▸ **DATA ROWS**
◆ ◆ ◆

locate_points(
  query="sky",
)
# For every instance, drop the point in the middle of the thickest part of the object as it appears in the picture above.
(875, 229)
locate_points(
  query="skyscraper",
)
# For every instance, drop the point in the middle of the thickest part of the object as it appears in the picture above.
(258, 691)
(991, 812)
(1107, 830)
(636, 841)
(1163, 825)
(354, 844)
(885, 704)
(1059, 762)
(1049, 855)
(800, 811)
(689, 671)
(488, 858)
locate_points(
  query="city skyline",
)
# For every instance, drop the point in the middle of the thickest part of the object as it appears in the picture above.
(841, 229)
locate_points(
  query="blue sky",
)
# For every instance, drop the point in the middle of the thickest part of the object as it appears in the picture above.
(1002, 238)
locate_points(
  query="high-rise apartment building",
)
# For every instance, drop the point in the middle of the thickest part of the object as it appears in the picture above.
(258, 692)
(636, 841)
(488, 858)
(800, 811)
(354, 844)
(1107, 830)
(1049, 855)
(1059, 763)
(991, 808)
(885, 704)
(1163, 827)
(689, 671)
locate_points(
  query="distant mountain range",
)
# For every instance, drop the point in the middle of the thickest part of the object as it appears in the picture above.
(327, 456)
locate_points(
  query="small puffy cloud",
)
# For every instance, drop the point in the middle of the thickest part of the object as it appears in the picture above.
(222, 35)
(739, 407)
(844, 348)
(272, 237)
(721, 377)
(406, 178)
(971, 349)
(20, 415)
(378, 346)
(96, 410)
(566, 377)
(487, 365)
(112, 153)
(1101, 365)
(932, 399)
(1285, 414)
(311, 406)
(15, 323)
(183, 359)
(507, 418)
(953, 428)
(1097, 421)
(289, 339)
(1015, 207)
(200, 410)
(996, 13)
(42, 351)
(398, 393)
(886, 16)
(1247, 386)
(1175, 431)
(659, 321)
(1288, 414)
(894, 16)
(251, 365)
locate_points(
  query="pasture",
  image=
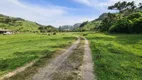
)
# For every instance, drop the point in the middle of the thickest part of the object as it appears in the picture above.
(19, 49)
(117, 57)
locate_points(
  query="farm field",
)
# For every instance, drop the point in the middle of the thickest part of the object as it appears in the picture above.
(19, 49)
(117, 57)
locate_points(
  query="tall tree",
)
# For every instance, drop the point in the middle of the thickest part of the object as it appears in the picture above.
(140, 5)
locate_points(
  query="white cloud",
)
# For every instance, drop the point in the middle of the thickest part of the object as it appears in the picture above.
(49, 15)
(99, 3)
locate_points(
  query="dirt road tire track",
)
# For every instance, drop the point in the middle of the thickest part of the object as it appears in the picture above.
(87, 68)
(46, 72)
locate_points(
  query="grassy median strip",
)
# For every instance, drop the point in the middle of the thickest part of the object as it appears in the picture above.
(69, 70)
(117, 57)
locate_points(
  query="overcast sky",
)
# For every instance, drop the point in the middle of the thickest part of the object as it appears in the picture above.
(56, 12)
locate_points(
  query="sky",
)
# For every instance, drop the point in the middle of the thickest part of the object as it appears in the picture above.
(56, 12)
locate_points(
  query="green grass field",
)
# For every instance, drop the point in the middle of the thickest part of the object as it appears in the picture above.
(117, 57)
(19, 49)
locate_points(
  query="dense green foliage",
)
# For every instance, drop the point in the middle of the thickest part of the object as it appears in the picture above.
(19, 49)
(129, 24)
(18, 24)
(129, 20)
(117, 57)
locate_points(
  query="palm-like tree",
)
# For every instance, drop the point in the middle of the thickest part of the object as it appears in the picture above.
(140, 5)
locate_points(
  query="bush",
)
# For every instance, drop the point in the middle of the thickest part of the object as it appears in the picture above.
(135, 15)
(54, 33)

◆ ◆ ◆

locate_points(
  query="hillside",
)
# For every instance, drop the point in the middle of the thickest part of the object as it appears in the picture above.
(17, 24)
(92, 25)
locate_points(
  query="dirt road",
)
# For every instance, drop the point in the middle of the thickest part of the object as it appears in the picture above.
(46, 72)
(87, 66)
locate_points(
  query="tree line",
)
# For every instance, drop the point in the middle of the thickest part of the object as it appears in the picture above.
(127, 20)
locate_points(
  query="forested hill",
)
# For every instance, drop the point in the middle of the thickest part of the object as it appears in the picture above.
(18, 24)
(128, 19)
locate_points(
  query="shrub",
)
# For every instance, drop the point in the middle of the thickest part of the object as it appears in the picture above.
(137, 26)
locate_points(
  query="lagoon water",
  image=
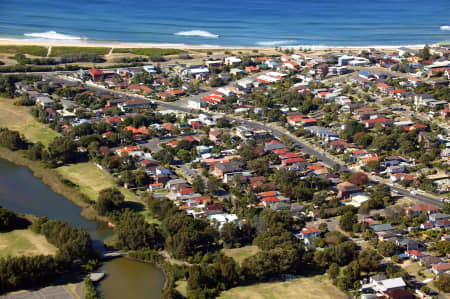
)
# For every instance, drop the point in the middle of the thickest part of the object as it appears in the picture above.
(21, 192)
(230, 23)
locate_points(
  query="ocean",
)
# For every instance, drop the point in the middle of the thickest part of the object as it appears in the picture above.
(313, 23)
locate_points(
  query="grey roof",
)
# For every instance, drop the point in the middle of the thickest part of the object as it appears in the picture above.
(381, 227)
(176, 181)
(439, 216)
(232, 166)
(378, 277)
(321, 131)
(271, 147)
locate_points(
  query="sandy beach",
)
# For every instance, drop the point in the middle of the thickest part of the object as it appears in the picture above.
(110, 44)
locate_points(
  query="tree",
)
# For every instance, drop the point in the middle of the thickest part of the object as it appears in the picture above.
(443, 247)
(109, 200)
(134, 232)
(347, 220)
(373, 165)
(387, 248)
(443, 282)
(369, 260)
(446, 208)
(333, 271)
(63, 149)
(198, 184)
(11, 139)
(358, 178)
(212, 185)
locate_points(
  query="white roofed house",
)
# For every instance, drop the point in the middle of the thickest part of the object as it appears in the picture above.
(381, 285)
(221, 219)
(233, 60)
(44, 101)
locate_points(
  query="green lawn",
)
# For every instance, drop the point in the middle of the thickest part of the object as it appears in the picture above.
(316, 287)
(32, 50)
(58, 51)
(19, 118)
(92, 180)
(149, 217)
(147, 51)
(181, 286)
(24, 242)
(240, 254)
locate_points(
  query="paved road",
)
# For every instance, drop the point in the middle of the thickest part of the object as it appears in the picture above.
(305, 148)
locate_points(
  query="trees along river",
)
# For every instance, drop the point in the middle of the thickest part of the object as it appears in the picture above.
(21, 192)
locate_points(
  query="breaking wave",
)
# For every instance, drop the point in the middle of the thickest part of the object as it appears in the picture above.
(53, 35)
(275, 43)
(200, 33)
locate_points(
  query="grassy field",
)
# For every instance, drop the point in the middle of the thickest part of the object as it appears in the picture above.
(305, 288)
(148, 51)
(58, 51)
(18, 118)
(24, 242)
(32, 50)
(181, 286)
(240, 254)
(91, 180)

◆ ◆ ◆

▸ **REQUIREMENTS**
Could you gather every line above that contains the word "field" and copy each of them out?

▸ **THE COMPLETED TASK**
  query="farm field",
  query="green grass field",
  query="grassy field",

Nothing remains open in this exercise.